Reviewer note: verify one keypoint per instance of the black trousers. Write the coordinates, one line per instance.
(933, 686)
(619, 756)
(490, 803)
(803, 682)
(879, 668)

________________________

◆ THE PROBLEM: Restate the records, all of them, precisely as written.

◆ SOLUTION FOR THIS TASK:
Reviewer note: verify one keypoint per instance of the black trousers. Write the coordinates, one line per instance.
(933, 686)
(619, 756)
(490, 803)
(803, 682)
(879, 668)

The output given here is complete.